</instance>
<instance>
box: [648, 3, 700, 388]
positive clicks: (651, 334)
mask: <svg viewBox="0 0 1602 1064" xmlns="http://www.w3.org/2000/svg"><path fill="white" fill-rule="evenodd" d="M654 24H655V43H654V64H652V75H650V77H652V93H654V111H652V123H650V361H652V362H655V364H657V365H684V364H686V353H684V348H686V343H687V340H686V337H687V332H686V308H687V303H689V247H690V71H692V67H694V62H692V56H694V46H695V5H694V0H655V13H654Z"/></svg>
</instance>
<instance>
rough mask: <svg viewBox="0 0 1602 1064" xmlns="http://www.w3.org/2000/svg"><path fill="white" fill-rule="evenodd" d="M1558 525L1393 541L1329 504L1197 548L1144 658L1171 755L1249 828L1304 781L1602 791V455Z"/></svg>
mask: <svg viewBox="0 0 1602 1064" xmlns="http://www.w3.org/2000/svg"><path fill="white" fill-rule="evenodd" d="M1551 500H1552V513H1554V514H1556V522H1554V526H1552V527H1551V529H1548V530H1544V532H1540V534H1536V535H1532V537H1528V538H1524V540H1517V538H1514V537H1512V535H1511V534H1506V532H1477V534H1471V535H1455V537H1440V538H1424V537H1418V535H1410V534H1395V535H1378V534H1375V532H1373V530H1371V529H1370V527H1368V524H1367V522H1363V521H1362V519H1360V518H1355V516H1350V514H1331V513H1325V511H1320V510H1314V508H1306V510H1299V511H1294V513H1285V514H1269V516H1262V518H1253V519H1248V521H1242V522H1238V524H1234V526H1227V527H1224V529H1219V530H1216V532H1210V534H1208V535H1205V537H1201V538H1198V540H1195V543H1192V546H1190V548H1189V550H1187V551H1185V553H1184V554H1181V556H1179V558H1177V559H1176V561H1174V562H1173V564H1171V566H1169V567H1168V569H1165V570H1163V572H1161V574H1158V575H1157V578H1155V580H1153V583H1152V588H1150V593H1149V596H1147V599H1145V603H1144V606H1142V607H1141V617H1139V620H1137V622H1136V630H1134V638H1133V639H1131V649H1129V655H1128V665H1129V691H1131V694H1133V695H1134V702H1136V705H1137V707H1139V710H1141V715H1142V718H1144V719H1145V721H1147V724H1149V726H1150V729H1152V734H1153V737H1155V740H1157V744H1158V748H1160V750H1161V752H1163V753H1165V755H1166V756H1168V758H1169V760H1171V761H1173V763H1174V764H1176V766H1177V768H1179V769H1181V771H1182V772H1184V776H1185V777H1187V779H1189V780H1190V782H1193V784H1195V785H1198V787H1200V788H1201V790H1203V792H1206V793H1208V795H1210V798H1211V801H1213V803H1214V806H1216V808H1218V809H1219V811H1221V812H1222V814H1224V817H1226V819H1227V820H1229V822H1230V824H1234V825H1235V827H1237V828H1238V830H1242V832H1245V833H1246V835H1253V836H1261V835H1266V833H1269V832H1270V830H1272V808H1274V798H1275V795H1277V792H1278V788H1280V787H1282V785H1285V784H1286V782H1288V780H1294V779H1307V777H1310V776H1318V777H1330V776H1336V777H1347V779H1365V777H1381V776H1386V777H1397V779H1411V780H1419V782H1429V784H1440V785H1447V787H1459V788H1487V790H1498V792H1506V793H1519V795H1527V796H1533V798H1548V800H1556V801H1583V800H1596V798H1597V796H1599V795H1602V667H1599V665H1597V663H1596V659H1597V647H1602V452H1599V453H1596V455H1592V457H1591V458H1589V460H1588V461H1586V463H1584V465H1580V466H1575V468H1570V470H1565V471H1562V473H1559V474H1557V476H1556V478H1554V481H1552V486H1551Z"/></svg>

****

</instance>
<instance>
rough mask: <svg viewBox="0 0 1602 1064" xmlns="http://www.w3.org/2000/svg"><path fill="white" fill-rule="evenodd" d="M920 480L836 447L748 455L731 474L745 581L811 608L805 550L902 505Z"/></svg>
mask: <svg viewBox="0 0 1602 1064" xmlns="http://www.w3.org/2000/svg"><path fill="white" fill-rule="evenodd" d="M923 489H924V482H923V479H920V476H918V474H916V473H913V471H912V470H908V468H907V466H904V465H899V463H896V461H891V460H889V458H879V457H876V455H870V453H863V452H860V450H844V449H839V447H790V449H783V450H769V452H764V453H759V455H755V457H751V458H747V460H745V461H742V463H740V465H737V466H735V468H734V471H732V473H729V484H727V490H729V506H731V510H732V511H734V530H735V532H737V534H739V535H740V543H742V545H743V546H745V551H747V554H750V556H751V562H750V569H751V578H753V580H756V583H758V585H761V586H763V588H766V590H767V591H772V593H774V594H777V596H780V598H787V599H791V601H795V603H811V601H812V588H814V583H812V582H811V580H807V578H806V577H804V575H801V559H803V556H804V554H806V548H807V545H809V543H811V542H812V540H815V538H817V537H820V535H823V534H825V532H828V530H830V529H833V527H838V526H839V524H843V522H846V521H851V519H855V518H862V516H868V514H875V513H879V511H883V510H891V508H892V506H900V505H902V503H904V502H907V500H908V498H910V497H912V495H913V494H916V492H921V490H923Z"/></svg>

****

:: Your assignment ::
Count the lines in the records above that contain the word "rough", and reply with only that number.

:: Output below ::
2